(WHAT TO WORK ON): Give the data again exactly, from its opening line through the line in which "target | roof ridge" appears.

(EXERCISE INPUT):
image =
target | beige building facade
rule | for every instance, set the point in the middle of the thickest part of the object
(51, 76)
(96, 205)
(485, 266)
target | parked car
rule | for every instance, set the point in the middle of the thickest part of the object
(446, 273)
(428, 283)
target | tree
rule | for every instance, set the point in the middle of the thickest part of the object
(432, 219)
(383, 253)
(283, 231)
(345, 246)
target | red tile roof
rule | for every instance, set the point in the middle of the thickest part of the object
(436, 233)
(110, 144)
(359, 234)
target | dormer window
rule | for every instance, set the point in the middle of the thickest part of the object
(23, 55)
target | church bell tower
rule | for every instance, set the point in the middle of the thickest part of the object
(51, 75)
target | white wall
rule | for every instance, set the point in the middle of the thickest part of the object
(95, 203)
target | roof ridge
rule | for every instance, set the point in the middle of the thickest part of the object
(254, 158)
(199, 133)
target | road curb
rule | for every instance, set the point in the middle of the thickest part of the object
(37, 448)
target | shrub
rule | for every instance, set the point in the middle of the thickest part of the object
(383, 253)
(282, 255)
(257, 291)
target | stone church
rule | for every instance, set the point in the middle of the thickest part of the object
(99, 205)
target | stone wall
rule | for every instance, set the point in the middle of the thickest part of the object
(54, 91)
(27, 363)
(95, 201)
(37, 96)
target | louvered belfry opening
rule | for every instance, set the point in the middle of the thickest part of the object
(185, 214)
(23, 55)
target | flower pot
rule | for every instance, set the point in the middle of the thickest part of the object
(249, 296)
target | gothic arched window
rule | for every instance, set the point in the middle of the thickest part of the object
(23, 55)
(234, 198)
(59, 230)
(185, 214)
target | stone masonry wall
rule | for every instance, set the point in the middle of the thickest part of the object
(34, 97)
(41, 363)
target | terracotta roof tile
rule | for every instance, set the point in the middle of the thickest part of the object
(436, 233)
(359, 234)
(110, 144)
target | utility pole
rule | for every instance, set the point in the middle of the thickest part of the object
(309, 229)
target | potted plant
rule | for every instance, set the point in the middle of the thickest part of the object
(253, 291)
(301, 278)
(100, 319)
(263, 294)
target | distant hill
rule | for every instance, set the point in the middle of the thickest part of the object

(ANSWER SECTION):
image =
target | beige building facade
rule | for every instance, set the point in the middle of the thickest part of the object
(51, 76)
(96, 205)
(485, 266)
target | parked car
rule | for every instance, set the point in the middle of the thickest part of the object
(446, 273)
(428, 283)
target | tree
rule | for every instance, set the point in the middle of the thickest part of the object
(432, 219)
(383, 253)
(283, 231)
(345, 246)
target | red tile roof
rule | for every instance, set the point in the middle of the thickest part of the object
(436, 233)
(110, 144)
(359, 234)
target | dormer window
rule | for every instance, set the point in the middle of the thickest part of the object
(23, 55)
target | church bell tower
rule | for every instance, set the point in the middle of the thickest part of the object
(51, 75)
target | white wall
rule | for every instance, set the point in the middle of the thickest part of the object
(95, 203)
target | roof ridge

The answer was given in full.